═════ TEXTO PROPORCIONADO

Cada partido del Valencia se ha convertido en un grito de socorro. Un SOS para reclamar fichajes urgentes que dignifiquen a una plantilla desprovista de personalidad, sin experiencia y desorientada ante la planificación abdicada a 11.000 kilómetros kilómetros de Mestalla, el estadio más vacío de un campeonato sin espectadores. Con la ausencia de Parejo y Rodrigo reemplazada con cedidos y juveniles, el Valencia no juega, sobrevive a sus circunstancias y a base de voluntad va sumando puntos, desespiritualizado. Ayer, el equipo de Javi Gracia, cuyo gesto resignado parece envejecer a pasos agigantados, sumó un afortunado punto frente a un Huesca superior de inicio a fin, que triplicó (5 a 17) los disparos de los valencianistas, que cuentan con un presupuesto seis veces mayor. En la responsabilidad de Peter Lim está auxiliar en la última semana de mercado a un equipo al que ha ido desmantelando, pieza a pieza, error a error, desde hace un año.

Ya casi es un género clásico en Mestalla: el gol afortunado contra el Huesca, en la portería del Fondo Norte, por parte de un lateral derecho, que desbroza un partido atascado dominado plácidamente por el rival. El gol de Wass, facturado en una falta lateral que ningún compañero ni rival llegó a tocar, aliviaba una primera parte de tediosa resignación. El tanto había llegado en el minuto 37, en el primer lanzamiento a puerta de los blanquinegros. La zozobra defensiva contra el Levante UD y el Celta impulsó a Javi Gracia a optar por un «once» más pragmático, si eso es posible entre tanto lesionado y ausencia de veteranía y fichajes. Kang In Lee, Yunus Musah y Esquerdo estrenaron suplencia en favor de Vallejo, Jason y Racic, jugadores con más cuajo. La primera misión pasaba por ser un bloque más junto, que no cayera en sobresaltos, que dejara maniobrar a un Huesca al que le gusta ser protagonista (como se vio en Vila-real), y esperar que Guedes contase con hectáreas libres para correr a la contra.

La realidad fue distinta. El centro del campo del Huesca, con Seoane, Mosquera y Juan Carlos, dominó el juego ante un Valencia que padeció menos sustos pero que evidenció falta de ideas para prodigarse en ataque, demasiado partido con un centro del campo de puro hormigón (Kondogbia-Racic, notables en el corte), pero sin la llave en tres cuartos para que fluyera el ataque, sin el vuelo libre de Kang In Lee, el futbolista más aproximado a la función antigua de Rodrigo.

El Huesca se desplegaba con brío, con centros laterales amenazantes y con la referencia de Rafa Mir arriba. El delantero murciano, que debutó prematuramente con edad juvenil en el Valencia hace cinco años, vio en su regreso a Mestalla que el actual Valencia empieza a parecerse al joven inexperto que era él mismo en aquella fugaz aparición en Champions en San Petersburgo. El síndrome Meriton, podría llamarse. En los defectos del Valencia no hay rastro de apatía o conformismo. El equipo lo intenta siempre, a veces con señales de improvisación, como en una acción en la que Gayà condujo en largo por el centro y Maxi Gómez, el mejor rematador, acabó centrando desde la banda.

══════════
═════ DATOS MOSTRADOS

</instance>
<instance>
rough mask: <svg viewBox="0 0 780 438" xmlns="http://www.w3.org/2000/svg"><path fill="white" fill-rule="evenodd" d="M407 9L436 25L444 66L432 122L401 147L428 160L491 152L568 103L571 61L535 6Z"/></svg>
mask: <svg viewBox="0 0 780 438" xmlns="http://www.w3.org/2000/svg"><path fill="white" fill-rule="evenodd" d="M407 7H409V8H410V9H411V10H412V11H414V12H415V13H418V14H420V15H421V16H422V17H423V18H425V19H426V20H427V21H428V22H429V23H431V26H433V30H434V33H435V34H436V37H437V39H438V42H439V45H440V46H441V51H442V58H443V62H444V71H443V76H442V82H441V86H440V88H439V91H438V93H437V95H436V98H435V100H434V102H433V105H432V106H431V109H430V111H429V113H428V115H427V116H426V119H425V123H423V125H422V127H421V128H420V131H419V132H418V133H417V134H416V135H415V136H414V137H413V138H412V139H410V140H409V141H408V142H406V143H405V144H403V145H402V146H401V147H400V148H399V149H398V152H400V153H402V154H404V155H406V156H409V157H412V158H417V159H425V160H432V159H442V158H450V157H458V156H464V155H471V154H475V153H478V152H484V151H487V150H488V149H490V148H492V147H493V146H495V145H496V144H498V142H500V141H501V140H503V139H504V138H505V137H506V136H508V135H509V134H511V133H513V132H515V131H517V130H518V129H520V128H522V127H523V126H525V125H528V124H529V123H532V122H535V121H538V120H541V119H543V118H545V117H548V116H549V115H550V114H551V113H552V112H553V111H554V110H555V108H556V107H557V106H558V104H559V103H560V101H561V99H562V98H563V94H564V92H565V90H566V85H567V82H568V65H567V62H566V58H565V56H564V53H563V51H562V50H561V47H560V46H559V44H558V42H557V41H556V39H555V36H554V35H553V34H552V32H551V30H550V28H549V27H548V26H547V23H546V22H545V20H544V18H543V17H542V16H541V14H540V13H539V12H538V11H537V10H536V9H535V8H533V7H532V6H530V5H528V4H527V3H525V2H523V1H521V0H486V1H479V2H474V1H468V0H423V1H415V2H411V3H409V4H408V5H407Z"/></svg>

══════════

# QUÉ HACER
Según la crónica del partido, ¿qué jugadores del Valencia empezaron en el banquillo y quiénes los reemplazaron en el «once»?

# RESPUESTA AL EJERCICIO
Empezaron en el banquillo Kang In Lee, Yunus Musah y Esquerdo. Los reemplazaron Vallejo, Jason y Racic.